DOEL: Toon elke regel uit de records hieronder waarin het woord "seat" voorkomt, en neem die regels ongewijzigd over. Hoofdletters en kleine letters tellen mee.
═══ VASTGELEGDE GEGEVENS ═══
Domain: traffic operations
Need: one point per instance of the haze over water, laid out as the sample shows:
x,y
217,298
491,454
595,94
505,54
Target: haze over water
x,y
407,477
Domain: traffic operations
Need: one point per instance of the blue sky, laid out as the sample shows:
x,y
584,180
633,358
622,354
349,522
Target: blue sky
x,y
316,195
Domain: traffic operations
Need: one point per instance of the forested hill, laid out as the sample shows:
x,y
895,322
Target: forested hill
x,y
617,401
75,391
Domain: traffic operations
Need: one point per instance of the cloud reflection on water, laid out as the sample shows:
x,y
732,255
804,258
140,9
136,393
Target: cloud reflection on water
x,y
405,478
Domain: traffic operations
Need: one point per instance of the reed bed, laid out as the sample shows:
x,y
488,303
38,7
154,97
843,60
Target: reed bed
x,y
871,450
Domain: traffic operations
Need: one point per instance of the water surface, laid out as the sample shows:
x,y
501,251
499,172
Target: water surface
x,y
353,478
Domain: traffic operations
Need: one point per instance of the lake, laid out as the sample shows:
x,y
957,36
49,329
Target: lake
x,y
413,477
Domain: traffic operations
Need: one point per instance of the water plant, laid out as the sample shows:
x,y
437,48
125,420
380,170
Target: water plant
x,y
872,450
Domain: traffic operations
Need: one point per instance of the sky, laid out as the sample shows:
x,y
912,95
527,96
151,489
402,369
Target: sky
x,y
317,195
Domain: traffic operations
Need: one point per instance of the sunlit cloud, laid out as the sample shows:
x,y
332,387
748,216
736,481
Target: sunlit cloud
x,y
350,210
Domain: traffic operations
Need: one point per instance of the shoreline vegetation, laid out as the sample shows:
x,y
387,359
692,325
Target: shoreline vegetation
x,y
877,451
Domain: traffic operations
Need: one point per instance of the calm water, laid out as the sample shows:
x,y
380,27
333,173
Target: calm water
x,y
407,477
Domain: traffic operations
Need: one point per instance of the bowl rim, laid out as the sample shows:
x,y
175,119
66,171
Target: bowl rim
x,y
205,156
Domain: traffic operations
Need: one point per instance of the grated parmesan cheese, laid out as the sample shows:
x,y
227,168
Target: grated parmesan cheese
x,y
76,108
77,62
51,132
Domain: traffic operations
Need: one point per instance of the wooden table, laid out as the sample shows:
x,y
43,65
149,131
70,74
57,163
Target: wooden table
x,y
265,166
═══
═══ VASTGELEGDE GEGEVENS ═══
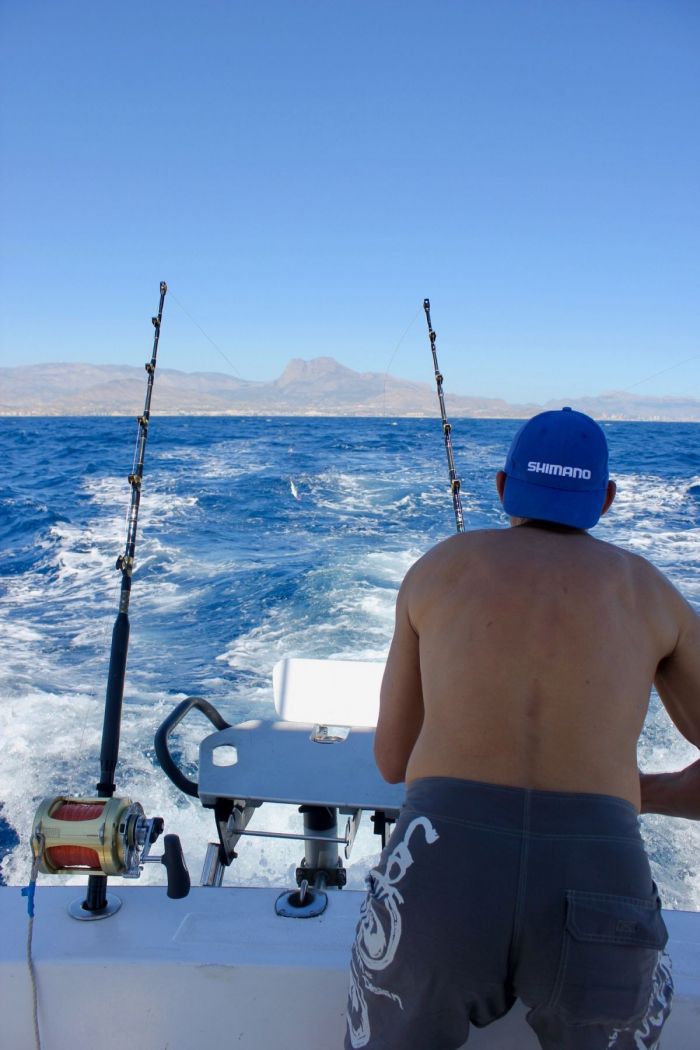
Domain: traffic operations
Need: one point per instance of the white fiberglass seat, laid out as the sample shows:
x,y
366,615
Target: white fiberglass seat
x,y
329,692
═══
OPLOSSING:
Need: one point per instance of the white fiberglass seat, laid out as the sample shows:
Target: white fiberglass seat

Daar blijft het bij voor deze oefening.